[start]

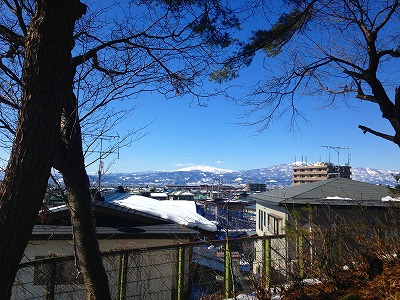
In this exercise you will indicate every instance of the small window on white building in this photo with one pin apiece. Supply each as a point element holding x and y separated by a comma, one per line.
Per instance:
<point>275,224</point>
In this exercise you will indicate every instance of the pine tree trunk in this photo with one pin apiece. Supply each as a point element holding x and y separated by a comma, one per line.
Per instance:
<point>69,160</point>
<point>45,80</point>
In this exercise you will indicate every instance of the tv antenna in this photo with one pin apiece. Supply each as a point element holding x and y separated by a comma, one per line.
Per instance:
<point>337,149</point>
<point>102,153</point>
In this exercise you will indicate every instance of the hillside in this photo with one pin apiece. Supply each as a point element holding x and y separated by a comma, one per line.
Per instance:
<point>277,175</point>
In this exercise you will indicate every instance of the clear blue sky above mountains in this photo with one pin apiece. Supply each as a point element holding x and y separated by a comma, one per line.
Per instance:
<point>181,133</point>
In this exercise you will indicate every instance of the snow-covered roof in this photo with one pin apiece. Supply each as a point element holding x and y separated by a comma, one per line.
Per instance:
<point>390,198</point>
<point>181,212</point>
<point>158,195</point>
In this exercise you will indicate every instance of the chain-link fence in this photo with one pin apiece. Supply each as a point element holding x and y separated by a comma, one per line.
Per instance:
<point>202,270</point>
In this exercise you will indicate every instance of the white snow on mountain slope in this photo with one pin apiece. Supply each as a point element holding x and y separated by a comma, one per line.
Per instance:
<point>205,169</point>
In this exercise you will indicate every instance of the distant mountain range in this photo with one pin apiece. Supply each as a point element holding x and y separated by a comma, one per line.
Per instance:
<point>277,175</point>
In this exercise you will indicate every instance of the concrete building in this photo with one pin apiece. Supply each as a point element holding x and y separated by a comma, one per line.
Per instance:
<point>319,171</point>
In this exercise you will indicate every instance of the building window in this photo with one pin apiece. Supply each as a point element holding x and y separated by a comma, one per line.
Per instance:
<point>57,272</point>
<point>275,224</point>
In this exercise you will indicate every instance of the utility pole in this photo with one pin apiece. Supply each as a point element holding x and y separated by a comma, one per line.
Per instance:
<point>101,154</point>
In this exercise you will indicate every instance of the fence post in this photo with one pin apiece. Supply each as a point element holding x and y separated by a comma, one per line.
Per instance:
<point>123,267</point>
<point>300,255</point>
<point>267,261</point>
<point>180,273</point>
<point>50,281</point>
<point>227,269</point>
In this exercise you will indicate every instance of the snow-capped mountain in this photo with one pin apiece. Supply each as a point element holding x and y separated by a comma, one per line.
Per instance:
<point>204,169</point>
<point>277,175</point>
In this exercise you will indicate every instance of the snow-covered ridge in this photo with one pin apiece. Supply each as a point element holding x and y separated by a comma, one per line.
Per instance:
<point>204,169</point>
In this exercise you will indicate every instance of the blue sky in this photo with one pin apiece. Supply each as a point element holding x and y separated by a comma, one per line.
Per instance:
<point>182,134</point>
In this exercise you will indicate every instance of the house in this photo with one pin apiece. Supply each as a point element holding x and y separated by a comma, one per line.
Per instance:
<point>319,171</point>
<point>159,196</point>
<point>343,196</point>
<point>122,220</point>
<point>181,195</point>
<point>335,207</point>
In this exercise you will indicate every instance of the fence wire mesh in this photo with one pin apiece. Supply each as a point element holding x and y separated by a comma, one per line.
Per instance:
<point>202,270</point>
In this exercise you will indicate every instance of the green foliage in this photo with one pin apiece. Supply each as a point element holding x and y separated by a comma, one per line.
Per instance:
<point>270,41</point>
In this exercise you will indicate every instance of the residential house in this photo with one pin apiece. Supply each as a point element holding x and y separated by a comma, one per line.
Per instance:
<point>333,206</point>
<point>181,195</point>
<point>123,221</point>
<point>319,171</point>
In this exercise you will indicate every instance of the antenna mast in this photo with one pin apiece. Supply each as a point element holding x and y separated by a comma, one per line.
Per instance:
<point>337,149</point>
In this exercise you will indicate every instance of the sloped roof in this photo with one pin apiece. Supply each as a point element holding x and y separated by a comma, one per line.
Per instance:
<point>335,191</point>
<point>55,232</point>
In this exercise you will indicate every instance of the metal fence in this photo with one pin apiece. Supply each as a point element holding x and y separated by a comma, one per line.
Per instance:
<point>202,270</point>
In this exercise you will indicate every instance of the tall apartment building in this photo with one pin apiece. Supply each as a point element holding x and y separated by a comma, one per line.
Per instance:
<point>319,171</point>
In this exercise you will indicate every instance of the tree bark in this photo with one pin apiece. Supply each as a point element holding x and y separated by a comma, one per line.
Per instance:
<point>69,160</point>
<point>47,57</point>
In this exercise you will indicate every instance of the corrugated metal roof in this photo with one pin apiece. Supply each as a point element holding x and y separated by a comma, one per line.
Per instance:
<point>151,231</point>
<point>333,191</point>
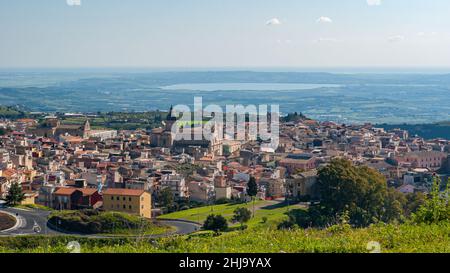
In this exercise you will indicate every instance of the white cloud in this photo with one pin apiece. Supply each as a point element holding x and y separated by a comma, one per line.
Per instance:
<point>324,19</point>
<point>273,22</point>
<point>396,38</point>
<point>73,2</point>
<point>374,2</point>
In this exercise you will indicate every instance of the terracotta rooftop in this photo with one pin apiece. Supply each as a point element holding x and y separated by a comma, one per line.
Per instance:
<point>125,192</point>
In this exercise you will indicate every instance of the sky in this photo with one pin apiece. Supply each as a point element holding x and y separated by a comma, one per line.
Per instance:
<point>224,33</point>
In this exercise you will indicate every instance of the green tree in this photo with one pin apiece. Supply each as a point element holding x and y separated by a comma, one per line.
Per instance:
<point>215,223</point>
<point>252,191</point>
<point>436,207</point>
<point>15,195</point>
<point>242,215</point>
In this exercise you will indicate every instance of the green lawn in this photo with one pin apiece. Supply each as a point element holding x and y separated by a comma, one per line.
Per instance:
<point>273,211</point>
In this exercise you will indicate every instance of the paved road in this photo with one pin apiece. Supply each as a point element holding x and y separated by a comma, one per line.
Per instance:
<point>33,222</point>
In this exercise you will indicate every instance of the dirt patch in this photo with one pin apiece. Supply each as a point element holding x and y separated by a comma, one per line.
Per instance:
<point>6,221</point>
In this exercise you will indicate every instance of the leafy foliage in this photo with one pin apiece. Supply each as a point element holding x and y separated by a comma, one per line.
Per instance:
<point>215,223</point>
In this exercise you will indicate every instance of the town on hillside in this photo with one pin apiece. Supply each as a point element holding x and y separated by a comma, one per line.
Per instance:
<point>74,167</point>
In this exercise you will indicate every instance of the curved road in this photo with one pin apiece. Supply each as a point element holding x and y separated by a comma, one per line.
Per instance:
<point>33,222</point>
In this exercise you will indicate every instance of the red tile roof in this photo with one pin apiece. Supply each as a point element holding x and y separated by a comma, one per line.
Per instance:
<point>125,192</point>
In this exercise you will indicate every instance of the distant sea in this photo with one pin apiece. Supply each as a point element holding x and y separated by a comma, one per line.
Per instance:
<point>348,96</point>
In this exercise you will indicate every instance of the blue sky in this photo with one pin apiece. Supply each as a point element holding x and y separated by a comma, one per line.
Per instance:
<point>225,33</point>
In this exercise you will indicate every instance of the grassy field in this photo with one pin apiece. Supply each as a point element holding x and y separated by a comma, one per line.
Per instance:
<point>271,210</point>
<point>391,238</point>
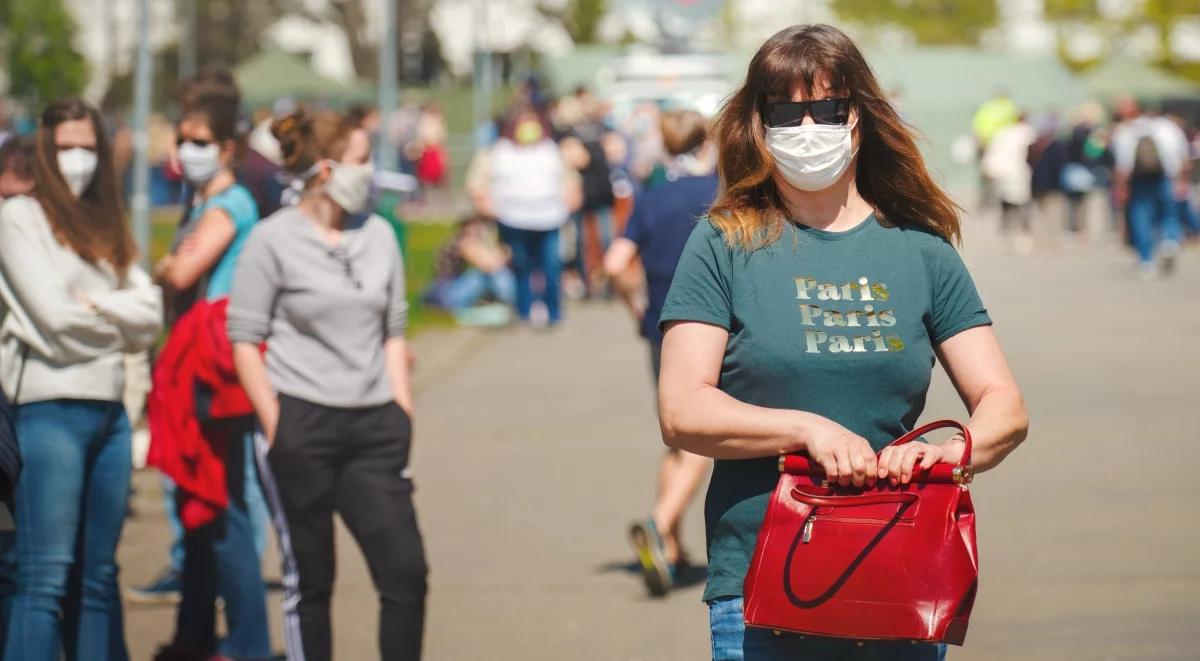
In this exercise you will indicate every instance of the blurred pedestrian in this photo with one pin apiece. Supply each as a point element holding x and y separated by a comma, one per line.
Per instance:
<point>322,283</point>
<point>807,311</point>
<point>1006,163</point>
<point>220,558</point>
<point>77,304</point>
<point>525,182</point>
<point>1150,169</point>
<point>17,155</point>
<point>663,220</point>
<point>471,266</point>
<point>1048,158</point>
<point>587,144</point>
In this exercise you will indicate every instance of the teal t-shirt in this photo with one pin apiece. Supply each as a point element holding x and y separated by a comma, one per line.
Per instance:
<point>243,210</point>
<point>841,324</point>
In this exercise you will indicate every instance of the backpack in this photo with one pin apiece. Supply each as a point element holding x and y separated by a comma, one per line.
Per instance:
<point>1146,163</point>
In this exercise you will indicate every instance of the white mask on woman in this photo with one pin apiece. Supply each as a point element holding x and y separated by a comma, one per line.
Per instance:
<point>199,163</point>
<point>78,166</point>
<point>349,186</point>
<point>811,156</point>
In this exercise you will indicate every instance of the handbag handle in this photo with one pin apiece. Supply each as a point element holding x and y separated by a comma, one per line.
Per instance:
<point>827,500</point>
<point>960,474</point>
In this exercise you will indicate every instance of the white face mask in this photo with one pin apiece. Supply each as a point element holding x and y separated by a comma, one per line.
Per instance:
<point>349,186</point>
<point>78,166</point>
<point>199,163</point>
<point>811,156</point>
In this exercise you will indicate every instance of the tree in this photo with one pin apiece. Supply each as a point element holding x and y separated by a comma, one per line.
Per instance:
<point>933,22</point>
<point>39,47</point>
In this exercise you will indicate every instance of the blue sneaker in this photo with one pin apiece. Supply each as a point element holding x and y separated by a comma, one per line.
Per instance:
<point>648,545</point>
<point>166,589</point>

[end]

Short problem: Convert the lines of the records into a JSON list of strings, one string per line, leaving out any blank lines. Start with the line that contains "In this exercise you will indicate every instance of the blurred" and go on through the line that contains "<point>587,144</point>", including both of those lines.

Finished task:
[
  "In this exercise you will indicate every instance of the blurred pedestrian in this photo with one pin apiece. Supply each as a point element holding x and y separated by a comma, one per line.",
  "Per instance:",
  "<point>322,283</point>",
  "<point>807,311</point>",
  "<point>1006,163</point>",
  "<point>220,558</point>",
  "<point>77,304</point>",
  "<point>525,182</point>",
  "<point>1150,169</point>",
  "<point>17,155</point>",
  "<point>663,220</point>",
  "<point>471,266</point>",
  "<point>1048,158</point>",
  "<point>587,144</point>"
]